INPUT FOR THIS TASK:

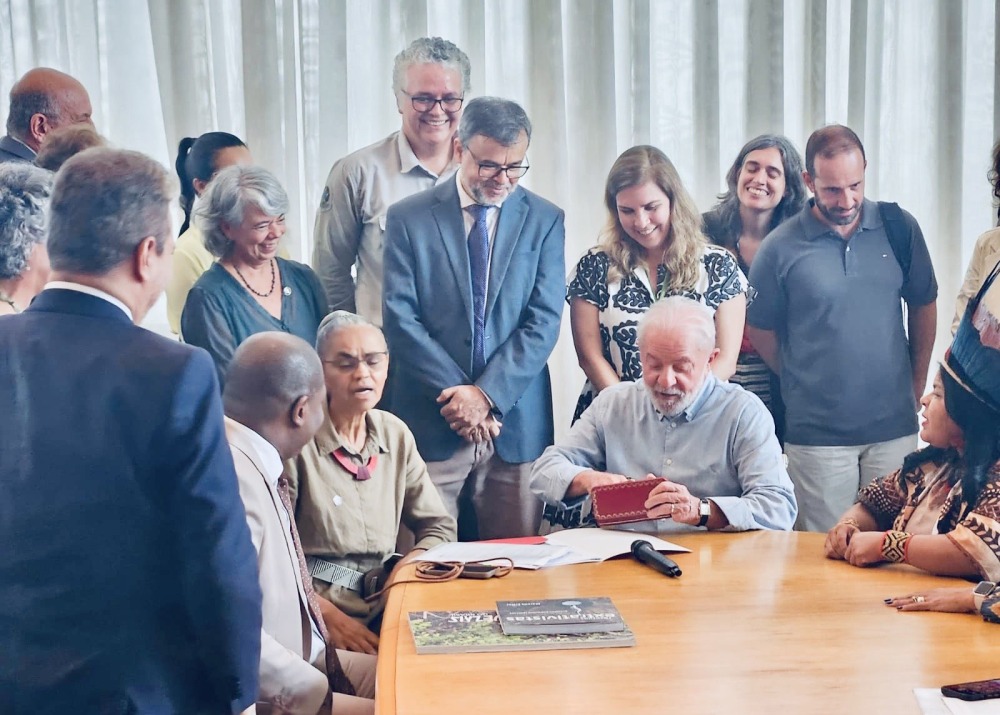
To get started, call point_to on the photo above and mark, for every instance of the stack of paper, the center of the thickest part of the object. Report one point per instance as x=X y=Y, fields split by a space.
x=572 y=546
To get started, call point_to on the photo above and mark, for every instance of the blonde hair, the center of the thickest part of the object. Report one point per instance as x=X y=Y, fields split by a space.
x=685 y=241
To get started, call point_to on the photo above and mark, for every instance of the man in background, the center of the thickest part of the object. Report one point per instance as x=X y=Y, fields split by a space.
x=828 y=318
x=429 y=80
x=42 y=100
x=128 y=582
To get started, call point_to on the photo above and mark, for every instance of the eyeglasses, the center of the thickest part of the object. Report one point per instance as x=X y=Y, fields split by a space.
x=425 y=103
x=491 y=170
x=349 y=363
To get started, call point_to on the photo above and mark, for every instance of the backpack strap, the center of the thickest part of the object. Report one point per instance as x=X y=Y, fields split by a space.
x=899 y=233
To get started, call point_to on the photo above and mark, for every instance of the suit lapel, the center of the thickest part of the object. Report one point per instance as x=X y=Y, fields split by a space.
x=512 y=217
x=451 y=227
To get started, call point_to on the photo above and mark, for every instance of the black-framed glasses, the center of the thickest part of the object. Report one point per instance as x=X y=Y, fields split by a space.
x=425 y=102
x=491 y=170
x=350 y=363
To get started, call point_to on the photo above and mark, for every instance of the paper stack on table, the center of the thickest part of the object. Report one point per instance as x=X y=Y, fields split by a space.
x=572 y=546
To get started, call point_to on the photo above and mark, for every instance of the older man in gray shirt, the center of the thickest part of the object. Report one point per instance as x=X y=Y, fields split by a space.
x=712 y=441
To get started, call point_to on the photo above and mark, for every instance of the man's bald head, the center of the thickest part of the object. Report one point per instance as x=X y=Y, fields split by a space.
x=45 y=99
x=269 y=372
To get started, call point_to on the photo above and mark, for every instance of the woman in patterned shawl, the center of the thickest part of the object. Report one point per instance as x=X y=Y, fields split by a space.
x=652 y=248
x=941 y=511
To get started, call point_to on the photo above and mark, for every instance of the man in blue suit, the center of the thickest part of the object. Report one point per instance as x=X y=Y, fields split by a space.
x=474 y=282
x=128 y=580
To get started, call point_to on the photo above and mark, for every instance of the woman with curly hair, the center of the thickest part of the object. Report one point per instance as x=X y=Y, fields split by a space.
x=24 y=259
x=652 y=248
x=765 y=188
x=986 y=254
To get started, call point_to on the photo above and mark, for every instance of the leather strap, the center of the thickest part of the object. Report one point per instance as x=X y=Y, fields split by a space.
x=361 y=472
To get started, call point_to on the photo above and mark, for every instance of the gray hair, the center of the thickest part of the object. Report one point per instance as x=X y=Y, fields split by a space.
x=268 y=373
x=697 y=319
x=428 y=50
x=501 y=120
x=25 y=105
x=24 y=198
x=337 y=320
x=64 y=142
x=228 y=196
x=104 y=203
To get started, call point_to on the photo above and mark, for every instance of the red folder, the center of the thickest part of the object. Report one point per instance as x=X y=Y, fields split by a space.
x=622 y=503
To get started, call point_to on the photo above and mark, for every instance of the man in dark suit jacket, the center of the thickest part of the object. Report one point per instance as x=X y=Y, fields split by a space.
x=474 y=283
x=128 y=580
x=42 y=100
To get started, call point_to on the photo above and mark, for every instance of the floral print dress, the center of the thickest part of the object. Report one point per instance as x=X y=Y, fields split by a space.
x=623 y=301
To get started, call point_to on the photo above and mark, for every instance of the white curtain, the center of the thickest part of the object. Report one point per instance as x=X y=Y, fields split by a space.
x=306 y=81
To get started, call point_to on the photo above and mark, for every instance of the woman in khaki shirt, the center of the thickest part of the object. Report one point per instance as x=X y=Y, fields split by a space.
x=356 y=482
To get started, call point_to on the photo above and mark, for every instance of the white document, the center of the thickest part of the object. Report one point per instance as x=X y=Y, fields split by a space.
x=602 y=544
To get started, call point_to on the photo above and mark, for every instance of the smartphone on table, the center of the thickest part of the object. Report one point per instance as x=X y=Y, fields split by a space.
x=975 y=690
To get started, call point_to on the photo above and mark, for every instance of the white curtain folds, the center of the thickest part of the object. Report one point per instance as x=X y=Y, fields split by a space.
x=306 y=81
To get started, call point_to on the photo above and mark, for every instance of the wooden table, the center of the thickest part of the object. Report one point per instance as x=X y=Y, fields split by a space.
x=760 y=622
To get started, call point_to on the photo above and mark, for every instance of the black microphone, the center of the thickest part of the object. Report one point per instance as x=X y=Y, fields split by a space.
x=644 y=553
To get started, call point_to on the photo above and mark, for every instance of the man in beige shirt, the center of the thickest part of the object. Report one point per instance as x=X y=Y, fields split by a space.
x=357 y=481
x=429 y=80
x=274 y=402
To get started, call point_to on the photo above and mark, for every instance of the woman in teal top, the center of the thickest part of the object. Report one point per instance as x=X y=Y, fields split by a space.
x=249 y=289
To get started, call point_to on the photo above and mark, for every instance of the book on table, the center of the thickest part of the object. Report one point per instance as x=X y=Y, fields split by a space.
x=559 y=615
x=480 y=632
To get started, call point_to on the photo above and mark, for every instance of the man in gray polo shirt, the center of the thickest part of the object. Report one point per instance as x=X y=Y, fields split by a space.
x=828 y=319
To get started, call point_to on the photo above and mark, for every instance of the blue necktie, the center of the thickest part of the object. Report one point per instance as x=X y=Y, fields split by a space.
x=479 y=255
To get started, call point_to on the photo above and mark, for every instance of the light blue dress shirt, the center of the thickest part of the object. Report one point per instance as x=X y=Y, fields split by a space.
x=722 y=448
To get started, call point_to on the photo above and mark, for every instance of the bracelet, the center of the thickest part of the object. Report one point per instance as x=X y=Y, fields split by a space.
x=895 y=545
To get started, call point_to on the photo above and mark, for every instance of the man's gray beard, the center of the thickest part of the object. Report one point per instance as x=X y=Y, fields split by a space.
x=685 y=402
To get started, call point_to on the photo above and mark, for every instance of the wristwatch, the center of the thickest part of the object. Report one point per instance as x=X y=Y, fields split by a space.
x=705 y=511
x=984 y=588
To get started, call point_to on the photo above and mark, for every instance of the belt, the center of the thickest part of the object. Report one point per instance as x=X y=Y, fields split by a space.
x=336 y=574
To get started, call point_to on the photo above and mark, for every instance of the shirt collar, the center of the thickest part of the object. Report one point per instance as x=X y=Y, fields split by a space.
x=812 y=227
x=27 y=148
x=408 y=160
x=89 y=290
x=328 y=440
x=267 y=457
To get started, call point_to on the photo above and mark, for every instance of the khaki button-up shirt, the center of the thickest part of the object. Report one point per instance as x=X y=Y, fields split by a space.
x=355 y=523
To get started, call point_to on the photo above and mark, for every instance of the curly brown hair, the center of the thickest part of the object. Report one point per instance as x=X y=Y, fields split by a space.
x=994 y=176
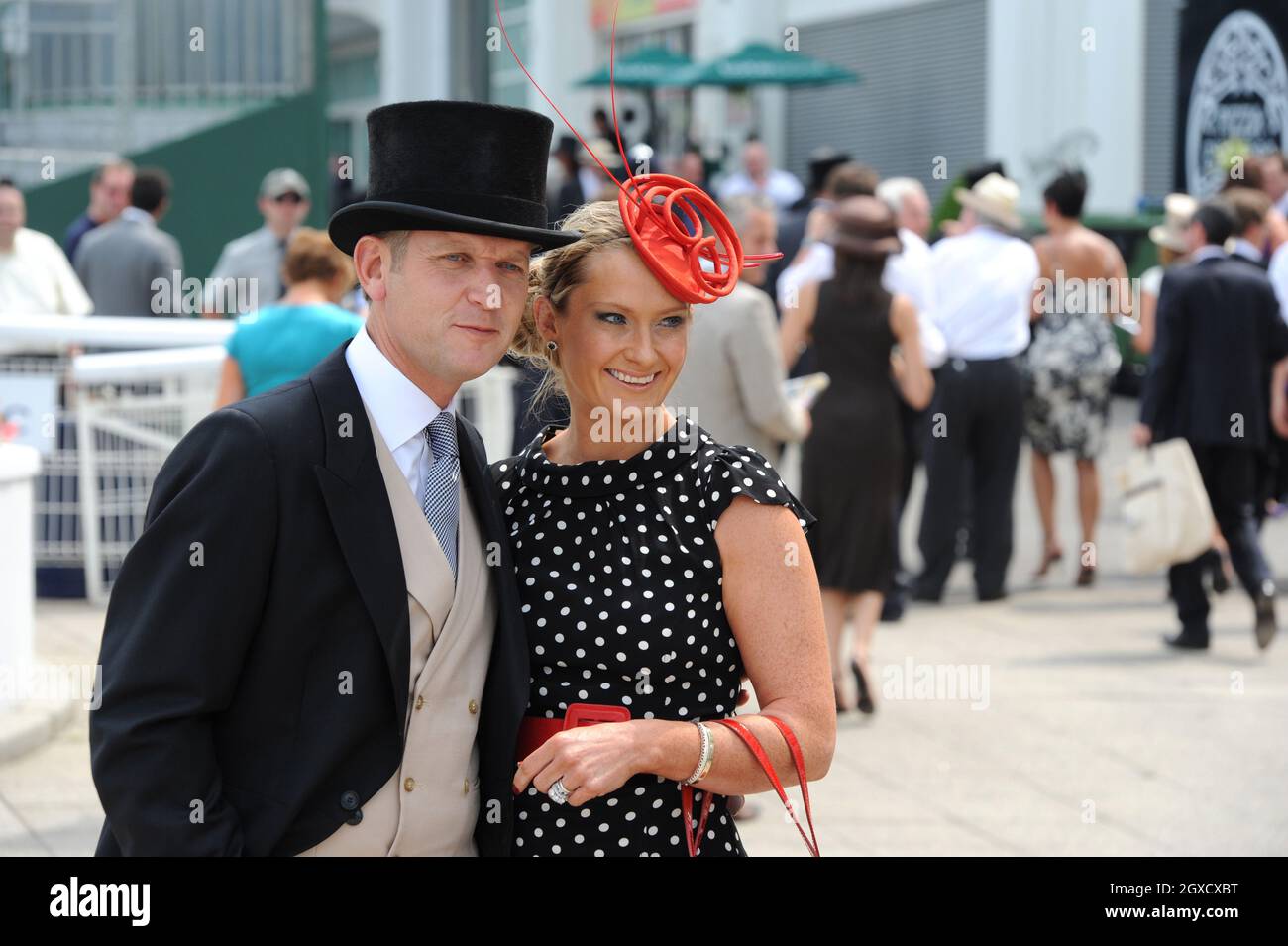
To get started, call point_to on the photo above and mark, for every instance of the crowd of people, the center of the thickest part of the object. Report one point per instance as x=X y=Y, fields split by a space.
x=945 y=353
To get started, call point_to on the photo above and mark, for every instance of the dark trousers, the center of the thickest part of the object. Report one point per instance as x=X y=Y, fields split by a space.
x=1231 y=477
x=974 y=426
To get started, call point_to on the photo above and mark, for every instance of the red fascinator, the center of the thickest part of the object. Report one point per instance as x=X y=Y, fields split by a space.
x=665 y=216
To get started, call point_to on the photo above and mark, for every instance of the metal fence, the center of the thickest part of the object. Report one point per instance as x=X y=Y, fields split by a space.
x=119 y=416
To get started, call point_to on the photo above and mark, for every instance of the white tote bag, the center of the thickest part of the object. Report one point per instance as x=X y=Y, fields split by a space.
x=1166 y=507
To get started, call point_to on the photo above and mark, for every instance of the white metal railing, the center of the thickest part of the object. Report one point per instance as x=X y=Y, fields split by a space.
x=123 y=412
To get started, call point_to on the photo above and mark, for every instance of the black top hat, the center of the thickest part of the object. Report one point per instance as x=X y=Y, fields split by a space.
x=454 y=166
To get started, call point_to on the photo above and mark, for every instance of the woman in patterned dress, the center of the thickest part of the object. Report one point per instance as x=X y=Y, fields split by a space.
x=634 y=598
x=1070 y=366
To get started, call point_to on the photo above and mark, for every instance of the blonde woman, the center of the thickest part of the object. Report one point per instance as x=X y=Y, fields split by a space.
x=283 y=341
x=656 y=568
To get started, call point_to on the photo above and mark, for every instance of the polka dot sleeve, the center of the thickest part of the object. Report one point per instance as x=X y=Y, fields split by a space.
x=728 y=473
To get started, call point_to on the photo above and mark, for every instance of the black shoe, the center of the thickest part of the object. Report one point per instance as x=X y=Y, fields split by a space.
x=866 y=704
x=892 y=609
x=1188 y=640
x=926 y=594
x=1266 y=624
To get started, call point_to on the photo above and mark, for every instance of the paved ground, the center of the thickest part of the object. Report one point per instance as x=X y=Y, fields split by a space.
x=1087 y=739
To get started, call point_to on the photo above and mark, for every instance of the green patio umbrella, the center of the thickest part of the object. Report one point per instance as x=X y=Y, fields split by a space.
x=760 y=63
x=647 y=67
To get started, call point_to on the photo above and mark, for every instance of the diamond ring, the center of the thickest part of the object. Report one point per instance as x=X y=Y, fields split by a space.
x=558 y=793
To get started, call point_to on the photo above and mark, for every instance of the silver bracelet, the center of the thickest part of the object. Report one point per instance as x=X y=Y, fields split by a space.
x=708 y=748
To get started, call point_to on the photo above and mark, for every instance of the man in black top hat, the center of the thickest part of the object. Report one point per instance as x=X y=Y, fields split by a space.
x=271 y=641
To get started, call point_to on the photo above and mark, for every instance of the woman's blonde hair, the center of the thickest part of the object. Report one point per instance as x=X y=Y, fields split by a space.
x=557 y=273
x=312 y=257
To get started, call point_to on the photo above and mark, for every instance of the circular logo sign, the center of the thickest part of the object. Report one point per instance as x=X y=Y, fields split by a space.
x=1240 y=91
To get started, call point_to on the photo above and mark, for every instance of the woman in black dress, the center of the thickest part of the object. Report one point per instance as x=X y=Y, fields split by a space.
x=851 y=461
x=634 y=600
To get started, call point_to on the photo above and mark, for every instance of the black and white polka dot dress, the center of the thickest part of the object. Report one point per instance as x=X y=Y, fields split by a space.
x=619 y=579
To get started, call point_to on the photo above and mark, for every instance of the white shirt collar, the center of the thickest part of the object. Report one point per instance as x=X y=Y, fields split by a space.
x=398 y=407
x=138 y=215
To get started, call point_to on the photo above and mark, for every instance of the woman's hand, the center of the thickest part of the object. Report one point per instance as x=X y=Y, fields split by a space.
x=591 y=761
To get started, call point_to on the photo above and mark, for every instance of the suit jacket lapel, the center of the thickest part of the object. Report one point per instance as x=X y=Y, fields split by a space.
x=359 y=503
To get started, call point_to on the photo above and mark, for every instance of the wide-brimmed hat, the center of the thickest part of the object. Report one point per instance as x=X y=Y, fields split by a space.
x=463 y=166
x=995 y=197
x=864 y=229
x=1177 y=213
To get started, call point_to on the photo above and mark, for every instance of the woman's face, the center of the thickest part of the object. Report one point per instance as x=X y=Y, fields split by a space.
x=621 y=336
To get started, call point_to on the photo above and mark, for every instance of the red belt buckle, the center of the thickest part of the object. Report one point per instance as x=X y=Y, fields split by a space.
x=592 y=713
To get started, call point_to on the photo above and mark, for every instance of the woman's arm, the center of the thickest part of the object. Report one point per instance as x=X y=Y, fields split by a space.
x=915 y=382
x=232 y=387
x=794 y=335
x=772 y=597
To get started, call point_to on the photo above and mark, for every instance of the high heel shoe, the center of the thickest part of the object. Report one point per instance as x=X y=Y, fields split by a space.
x=1050 y=558
x=866 y=704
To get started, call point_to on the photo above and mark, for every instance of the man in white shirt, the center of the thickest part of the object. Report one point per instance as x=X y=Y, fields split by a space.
x=907 y=271
x=759 y=177
x=984 y=282
x=733 y=376
x=35 y=277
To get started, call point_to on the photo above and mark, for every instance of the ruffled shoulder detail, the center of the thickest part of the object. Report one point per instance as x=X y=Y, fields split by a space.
x=725 y=473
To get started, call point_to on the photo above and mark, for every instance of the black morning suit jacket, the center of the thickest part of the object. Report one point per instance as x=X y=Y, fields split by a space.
x=1219 y=335
x=223 y=662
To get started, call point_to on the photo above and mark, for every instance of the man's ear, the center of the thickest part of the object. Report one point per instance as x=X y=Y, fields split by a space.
x=370 y=262
x=544 y=315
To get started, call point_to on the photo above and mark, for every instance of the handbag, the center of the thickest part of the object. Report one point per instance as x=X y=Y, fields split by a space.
x=694 y=838
x=1166 y=507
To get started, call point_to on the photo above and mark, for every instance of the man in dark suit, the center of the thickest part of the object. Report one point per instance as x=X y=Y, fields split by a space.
x=1219 y=336
x=274 y=645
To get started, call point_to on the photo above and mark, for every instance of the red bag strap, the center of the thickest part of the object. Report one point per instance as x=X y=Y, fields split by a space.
x=763 y=758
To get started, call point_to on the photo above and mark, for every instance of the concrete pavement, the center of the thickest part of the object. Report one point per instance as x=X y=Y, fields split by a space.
x=1048 y=723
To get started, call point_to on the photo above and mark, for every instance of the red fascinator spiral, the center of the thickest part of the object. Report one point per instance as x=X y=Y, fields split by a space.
x=666 y=216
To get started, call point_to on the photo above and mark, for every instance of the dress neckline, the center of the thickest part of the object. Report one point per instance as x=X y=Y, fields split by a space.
x=649 y=465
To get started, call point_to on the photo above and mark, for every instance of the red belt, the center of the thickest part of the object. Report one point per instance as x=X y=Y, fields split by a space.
x=536 y=730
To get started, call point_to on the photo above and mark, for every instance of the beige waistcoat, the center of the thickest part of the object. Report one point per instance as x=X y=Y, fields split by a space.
x=429 y=806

WORK ORDER: Nothing but the exact lines of the data above, from the line containing "of the beige" through the last, should appear in the answer.

EXERCISE SOLUTION:
To get started, call point_to on the photo above and mark, for every instance of the beige waistcoat, the center of the thickest part of the object. Report one point per instance as x=X y=Y, fields split by a space.
x=429 y=806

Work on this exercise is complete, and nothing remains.